» **PROBLEM DETAILS**:
Every line from the one that contains "As a warehouse robot's perception module, locate beige" to the end of the records must be restated word for word. No other line belongs in the answer.

Spatial localization data:
──────────

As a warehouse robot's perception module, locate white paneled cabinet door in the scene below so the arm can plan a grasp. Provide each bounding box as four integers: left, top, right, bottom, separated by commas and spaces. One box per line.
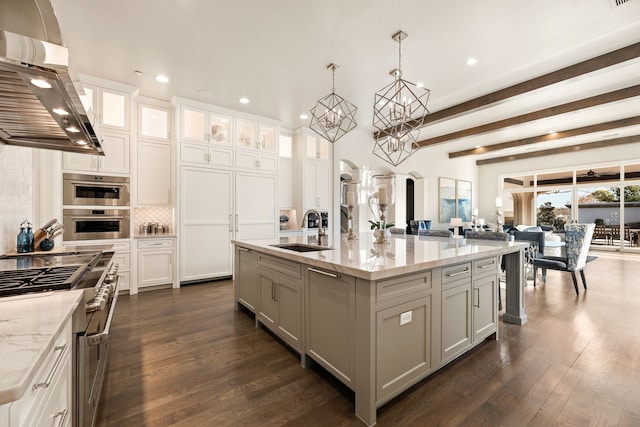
99, 132, 130, 174
138, 250, 173, 287
61, 132, 129, 174
181, 166, 233, 281
137, 141, 171, 205
235, 172, 277, 241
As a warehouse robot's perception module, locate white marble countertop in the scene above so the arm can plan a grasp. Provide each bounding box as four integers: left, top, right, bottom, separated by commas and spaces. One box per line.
233, 232, 528, 281
0, 290, 83, 405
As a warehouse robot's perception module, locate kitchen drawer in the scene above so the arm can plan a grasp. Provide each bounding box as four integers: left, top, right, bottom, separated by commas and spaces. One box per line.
9, 319, 71, 427
441, 262, 471, 288
375, 271, 432, 305
257, 253, 301, 279
473, 256, 498, 275
33, 356, 71, 427
108, 241, 131, 251
117, 270, 130, 293
137, 238, 174, 249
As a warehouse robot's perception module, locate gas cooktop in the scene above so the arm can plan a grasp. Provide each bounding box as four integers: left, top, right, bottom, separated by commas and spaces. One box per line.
0, 252, 101, 297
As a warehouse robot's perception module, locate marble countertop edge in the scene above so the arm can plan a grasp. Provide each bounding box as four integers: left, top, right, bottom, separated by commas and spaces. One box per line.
0, 290, 84, 406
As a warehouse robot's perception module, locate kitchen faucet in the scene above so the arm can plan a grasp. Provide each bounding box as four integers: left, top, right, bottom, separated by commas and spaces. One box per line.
301, 209, 327, 246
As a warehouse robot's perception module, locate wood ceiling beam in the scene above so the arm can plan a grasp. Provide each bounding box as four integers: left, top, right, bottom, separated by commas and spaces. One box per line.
373, 41, 640, 140
416, 84, 640, 148
449, 115, 640, 158
475, 134, 640, 165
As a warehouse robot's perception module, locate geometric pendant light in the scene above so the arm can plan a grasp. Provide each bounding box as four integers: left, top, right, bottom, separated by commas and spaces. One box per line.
309, 63, 358, 143
372, 31, 430, 166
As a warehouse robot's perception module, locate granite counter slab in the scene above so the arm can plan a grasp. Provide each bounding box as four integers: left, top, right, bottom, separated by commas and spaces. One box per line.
232, 232, 528, 281
0, 290, 83, 405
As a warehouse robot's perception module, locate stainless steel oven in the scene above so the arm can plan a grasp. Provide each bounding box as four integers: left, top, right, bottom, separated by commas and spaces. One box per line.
0, 250, 119, 427
63, 208, 131, 241
63, 173, 130, 207
75, 258, 119, 427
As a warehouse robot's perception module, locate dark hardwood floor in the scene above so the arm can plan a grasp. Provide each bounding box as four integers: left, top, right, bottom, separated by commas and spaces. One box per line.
96, 250, 640, 426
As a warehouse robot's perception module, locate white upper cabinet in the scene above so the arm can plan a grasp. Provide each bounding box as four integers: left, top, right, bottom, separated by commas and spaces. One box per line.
180, 106, 233, 145
80, 84, 130, 132
305, 133, 329, 160
181, 106, 208, 142
209, 113, 233, 145
236, 118, 258, 150
62, 132, 130, 175
258, 123, 278, 153
138, 103, 170, 141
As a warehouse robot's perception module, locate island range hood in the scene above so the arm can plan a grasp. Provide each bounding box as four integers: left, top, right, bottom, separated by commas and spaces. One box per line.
0, 0, 103, 155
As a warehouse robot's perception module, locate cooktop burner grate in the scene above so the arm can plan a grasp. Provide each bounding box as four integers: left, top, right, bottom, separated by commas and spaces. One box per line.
0, 264, 88, 297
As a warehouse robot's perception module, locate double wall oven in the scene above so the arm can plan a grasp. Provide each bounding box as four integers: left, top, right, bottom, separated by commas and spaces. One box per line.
0, 250, 119, 427
63, 173, 130, 242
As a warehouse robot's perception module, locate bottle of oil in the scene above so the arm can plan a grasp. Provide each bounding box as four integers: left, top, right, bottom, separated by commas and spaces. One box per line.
26, 222, 34, 252
17, 222, 28, 253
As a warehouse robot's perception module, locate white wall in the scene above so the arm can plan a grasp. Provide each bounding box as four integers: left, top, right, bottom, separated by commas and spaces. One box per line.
0, 145, 34, 254
333, 127, 477, 231
477, 141, 640, 224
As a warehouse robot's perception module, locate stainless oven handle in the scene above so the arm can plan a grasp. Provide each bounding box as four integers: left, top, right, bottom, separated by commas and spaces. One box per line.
87, 279, 119, 347
33, 344, 68, 390
71, 216, 125, 220
72, 181, 125, 187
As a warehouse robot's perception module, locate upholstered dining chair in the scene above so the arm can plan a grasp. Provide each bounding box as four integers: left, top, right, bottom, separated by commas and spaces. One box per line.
464, 231, 509, 311
418, 229, 453, 237
532, 223, 597, 295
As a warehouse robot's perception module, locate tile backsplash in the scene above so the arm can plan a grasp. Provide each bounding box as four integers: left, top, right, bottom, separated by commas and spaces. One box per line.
133, 206, 175, 235
0, 145, 33, 254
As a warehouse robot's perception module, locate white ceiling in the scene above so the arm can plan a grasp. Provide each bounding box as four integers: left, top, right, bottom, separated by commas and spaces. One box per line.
50, 0, 640, 163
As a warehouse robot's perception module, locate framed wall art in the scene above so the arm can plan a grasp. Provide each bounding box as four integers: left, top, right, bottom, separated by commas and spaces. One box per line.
439, 177, 472, 223
438, 177, 456, 223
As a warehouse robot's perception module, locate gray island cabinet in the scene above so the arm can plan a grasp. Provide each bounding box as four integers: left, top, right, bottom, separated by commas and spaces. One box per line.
233, 233, 527, 426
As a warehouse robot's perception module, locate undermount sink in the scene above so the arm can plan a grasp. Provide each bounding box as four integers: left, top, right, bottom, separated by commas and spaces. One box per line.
270, 243, 333, 252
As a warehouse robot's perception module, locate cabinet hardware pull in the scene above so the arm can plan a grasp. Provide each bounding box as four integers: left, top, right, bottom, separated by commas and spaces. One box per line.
474, 288, 480, 307
237, 247, 249, 252
229, 215, 233, 232
479, 263, 495, 269
235, 214, 239, 232
446, 268, 469, 277
33, 344, 67, 390
148, 242, 163, 246
308, 267, 340, 278
271, 281, 276, 300
54, 409, 69, 427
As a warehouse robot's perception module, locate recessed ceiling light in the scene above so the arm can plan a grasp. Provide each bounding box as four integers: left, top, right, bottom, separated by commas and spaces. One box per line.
299, 114, 309, 120
466, 57, 477, 66
475, 145, 482, 149
66, 126, 80, 133
416, 82, 424, 88
31, 78, 51, 88
155, 75, 169, 83
547, 130, 557, 135
239, 97, 250, 104
134, 70, 143, 77
52, 108, 69, 116
74, 140, 87, 145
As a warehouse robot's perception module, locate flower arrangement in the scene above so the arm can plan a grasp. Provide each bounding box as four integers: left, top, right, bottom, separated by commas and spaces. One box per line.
279, 214, 289, 223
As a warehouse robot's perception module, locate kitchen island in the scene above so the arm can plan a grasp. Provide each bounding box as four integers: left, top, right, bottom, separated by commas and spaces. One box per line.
232, 232, 527, 426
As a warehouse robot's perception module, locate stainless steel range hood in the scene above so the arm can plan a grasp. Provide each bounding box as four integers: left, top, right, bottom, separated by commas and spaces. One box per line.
0, 0, 103, 155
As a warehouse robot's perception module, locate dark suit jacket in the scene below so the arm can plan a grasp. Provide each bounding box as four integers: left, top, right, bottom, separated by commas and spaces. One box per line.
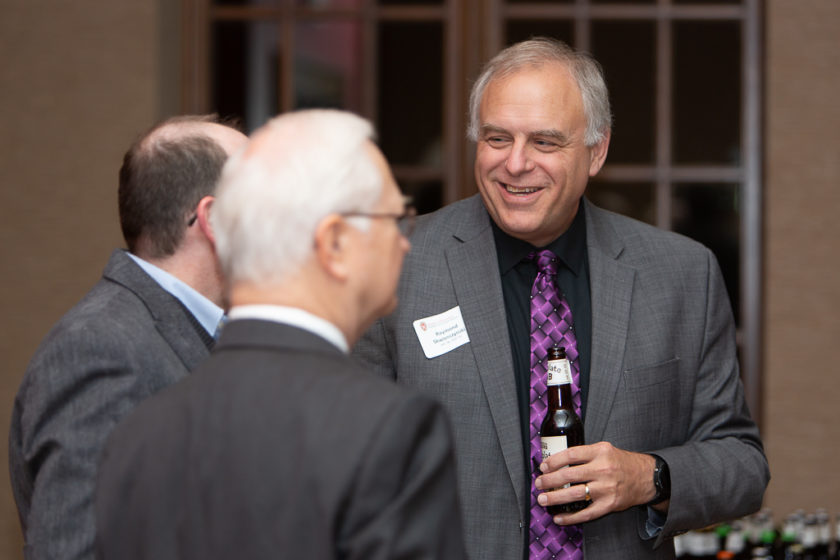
95, 320, 465, 560
354, 195, 770, 560
9, 249, 212, 560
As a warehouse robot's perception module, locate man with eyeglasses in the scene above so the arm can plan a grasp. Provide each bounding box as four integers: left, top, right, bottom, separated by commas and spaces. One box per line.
94, 109, 464, 560
9, 115, 247, 560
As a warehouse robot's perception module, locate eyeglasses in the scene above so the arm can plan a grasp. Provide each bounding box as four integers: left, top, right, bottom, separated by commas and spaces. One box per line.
341, 198, 417, 237
187, 214, 198, 227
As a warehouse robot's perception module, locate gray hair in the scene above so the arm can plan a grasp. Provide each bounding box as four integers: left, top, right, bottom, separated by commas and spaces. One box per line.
213, 109, 382, 286
467, 37, 612, 146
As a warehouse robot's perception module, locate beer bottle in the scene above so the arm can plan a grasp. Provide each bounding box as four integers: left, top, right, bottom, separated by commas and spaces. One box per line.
779, 514, 801, 560
539, 345, 588, 515
724, 522, 749, 560
815, 509, 831, 560
802, 514, 819, 560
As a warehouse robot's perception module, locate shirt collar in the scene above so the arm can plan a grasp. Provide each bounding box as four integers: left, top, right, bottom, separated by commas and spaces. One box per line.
226, 305, 350, 354
491, 200, 587, 275
127, 252, 224, 336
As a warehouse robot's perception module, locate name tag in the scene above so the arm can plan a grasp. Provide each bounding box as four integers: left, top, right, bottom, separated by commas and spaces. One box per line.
413, 306, 470, 359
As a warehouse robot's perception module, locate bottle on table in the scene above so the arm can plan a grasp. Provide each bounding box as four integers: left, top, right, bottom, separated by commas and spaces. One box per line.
801, 514, 819, 560
724, 522, 750, 560
778, 513, 801, 560
815, 509, 831, 560
833, 512, 840, 560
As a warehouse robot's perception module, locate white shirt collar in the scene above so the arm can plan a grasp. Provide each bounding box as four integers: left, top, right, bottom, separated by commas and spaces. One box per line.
127, 252, 224, 336
226, 305, 349, 354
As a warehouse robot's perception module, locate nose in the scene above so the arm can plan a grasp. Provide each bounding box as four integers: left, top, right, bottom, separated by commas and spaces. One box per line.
504, 140, 535, 175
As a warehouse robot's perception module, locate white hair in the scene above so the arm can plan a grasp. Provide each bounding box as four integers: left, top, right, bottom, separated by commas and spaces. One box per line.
213, 109, 382, 286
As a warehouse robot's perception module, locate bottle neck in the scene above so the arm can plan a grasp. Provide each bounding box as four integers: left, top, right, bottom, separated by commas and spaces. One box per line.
545, 357, 574, 409
546, 382, 575, 410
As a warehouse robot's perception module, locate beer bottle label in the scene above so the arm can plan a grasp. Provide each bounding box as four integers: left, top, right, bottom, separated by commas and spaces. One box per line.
541, 435, 568, 460
540, 435, 571, 489
546, 359, 572, 386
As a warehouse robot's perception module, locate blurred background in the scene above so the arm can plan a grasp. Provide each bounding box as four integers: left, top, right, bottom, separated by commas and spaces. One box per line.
1, 0, 838, 555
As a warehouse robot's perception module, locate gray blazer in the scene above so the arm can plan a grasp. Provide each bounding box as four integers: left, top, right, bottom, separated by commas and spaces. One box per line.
95, 320, 466, 560
9, 249, 212, 560
354, 195, 769, 560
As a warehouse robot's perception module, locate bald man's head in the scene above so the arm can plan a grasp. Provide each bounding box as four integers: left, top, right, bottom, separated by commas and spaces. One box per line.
118, 115, 246, 258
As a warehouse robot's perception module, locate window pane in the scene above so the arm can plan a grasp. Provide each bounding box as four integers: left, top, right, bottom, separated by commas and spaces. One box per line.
505, 20, 573, 46
507, 0, 571, 4
672, 183, 741, 323
591, 21, 656, 164
211, 21, 279, 132
297, 0, 363, 6
294, 21, 364, 112
673, 21, 741, 164
213, 0, 277, 5
674, 0, 740, 4
403, 180, 443, 217
379, 0, 442, 5
377, 22, 443, 167
587, 181, 655, 225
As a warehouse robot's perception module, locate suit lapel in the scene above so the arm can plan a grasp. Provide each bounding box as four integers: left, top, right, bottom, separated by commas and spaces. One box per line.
444, 197, 526, 508
433, 197, 636, 501
583, 200, 635, 443
103, 250, 211, 371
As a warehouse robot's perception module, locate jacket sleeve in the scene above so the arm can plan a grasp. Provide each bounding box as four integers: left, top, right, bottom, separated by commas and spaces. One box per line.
10, 320, 187, 560
653, 249, 770, 545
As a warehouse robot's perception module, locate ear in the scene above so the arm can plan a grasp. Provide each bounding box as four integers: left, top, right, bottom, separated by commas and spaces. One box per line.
195, 196, 216, 245
313, 214, 351, 282
588, 129, 611, 177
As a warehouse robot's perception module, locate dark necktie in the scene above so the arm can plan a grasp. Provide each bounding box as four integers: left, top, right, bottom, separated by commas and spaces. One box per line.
528, 249, 584, 560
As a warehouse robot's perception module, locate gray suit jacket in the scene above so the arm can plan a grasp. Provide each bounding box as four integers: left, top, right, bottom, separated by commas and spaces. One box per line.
9, 249, 212, 560
354, 195, 769, 560
95, 320, 466, 560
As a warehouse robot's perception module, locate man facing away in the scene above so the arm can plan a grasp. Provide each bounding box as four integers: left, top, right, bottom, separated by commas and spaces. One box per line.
9, 115, 247, 560
94, 109, 465, 560
354, 37, 769, 559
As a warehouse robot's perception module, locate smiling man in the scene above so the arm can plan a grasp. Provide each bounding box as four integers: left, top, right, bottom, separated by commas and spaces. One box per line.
354, 37, 769, 560
472, 61, 609, 248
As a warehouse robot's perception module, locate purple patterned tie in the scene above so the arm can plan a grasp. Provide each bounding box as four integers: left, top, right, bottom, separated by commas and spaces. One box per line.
528, 249, 583, 560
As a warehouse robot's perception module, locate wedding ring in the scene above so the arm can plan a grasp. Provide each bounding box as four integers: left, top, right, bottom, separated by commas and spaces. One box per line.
584, 484, 591, 502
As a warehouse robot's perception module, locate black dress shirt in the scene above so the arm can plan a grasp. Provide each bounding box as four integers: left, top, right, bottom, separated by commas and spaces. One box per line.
491, 202, 591, 555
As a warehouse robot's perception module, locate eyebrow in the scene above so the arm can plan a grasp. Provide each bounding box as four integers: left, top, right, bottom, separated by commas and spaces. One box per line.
479, 124, 570, 144
479, 124, 509, 137
531, 129, 570, 144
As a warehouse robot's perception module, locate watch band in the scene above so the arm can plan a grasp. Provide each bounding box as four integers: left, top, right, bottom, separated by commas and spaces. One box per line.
648, 454, 671, 506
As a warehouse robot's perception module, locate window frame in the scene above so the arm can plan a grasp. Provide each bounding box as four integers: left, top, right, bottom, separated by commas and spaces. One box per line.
181, 0, 764, 425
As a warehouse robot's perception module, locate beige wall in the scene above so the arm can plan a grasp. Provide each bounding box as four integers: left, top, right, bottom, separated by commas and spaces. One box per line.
763, 0, 840, 519
0, 1, 162, 555
0, 1, 838, 556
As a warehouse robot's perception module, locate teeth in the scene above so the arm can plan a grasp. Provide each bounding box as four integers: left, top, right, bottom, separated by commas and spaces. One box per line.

──────────

» **SOLUTION FOR THIS EXERCISE**:
As a warehouse robot's perception module, locate beige wall in the scene above so the arm can plan a grasp. Provide each bounding box as four integers: left, top, right, bottom, separated by commas and spaces. One box per line.
763, 0, 840, 519
0, 1, 162, 555
0, 1, 838, 556
As a warehouse robot's perception module, locate teeth in the scene above so the arm can plan a grasp. Provide each bounding box as four integers: left, top, right, bottom, separated by commas and spaces. One box per line.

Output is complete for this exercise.